DO THIS: Repeat each of the items below line for line, without changing anything.

─── EXTRACTED DATA

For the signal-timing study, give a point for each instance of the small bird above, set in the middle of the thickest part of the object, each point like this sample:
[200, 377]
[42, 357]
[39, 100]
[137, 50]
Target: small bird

──────

COMPLETE OUTPUT:
For the signal-timing study, give a point for each instance of the small bird above, set in the middle of the thickest part of the object, each point like this sample:
[200, 377]
[42, 357]
[39, 100]
[137, 50]
Target: small bird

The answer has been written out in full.